While I could give you practical financial advice right now, I’m not gonna do that. That advice is everywhere and I’m sure it’s only a matter of time till you feel overwhelmed by it all. Instead, I’m gonna give you advice on handling your feelings during this time. Because I know stress brought on by a financial crisis can lead to a crisis in other areas of your life, I want to give you some help.
Stop saying you should’ve…
As you’re dealing these problems now, it’s easy to look back and think about everything you should’ve done but didn’t. Sure you should’ve cut back on the shopping, cut more coupons or padded that emergency fund, but none of that matters now. You’ll be living in the past, and doing so only makes you feel worse. Instead, think about what you ARE doing and give yourself some credit.

RECORDS PROVIDED:

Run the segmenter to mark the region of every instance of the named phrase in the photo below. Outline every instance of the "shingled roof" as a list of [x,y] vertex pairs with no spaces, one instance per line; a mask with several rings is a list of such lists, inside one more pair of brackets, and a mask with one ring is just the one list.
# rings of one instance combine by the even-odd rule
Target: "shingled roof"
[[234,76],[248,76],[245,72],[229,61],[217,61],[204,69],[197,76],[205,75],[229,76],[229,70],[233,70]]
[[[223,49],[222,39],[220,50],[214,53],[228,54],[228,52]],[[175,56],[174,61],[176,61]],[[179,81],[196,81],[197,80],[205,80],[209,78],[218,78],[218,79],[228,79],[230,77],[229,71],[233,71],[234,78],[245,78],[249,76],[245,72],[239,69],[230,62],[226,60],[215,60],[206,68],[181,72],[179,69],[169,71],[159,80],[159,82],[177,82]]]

WRITTEN REQUEST: Pick up the advice piece above on handling your feelings during a financial crisis and keep writing from where it stops.

RESPONSE TO THE TASK:
Allow yourself to grieve
Even though you know you’re blessed to have a home, food etc. It’s ok to feel bad about what you don’t have. Yes, you’re lucky to have some privilege. But that doesn’t diminish the fact that you still had to cancel your trip, or you lost your steady paycheck, or you can’t afford your wedding or you won’t be able to throw a birthday party. You are only human. It’s ok to grieve what you lost. And there’s no reason to feel guilty for grieving something that seems “trivial to others, because it’s very real to you. Regardless of what shape it takes, money problems are real for everyone. Don’t let someone’s dismissive guilt trip make you think otherwise. Allow yourself to feel whatever you need to feel. It’s ok.
Reframe the concern
Naturally, a financial crisis will bring concern and worry for a number of reasons. You could be worried about the inability to go out as much, the corners you’ll have to cut to get by or the change of routine while unemployed. it’s normal to feel that way. However, it may not be the best thing for your mental health. Instead, reframe the situation. Instead of focusing on the corners you’ll to cut, think about how your resourcefulness will be strengthened during this time. Instead of saying I won’t be able to go out as much, think about how your family will grow closer because you’re home together. If you’re concerned about the change in routine, reframe it by saying change brings opportunity. Doing so just might put your mind at ease during this stressful time.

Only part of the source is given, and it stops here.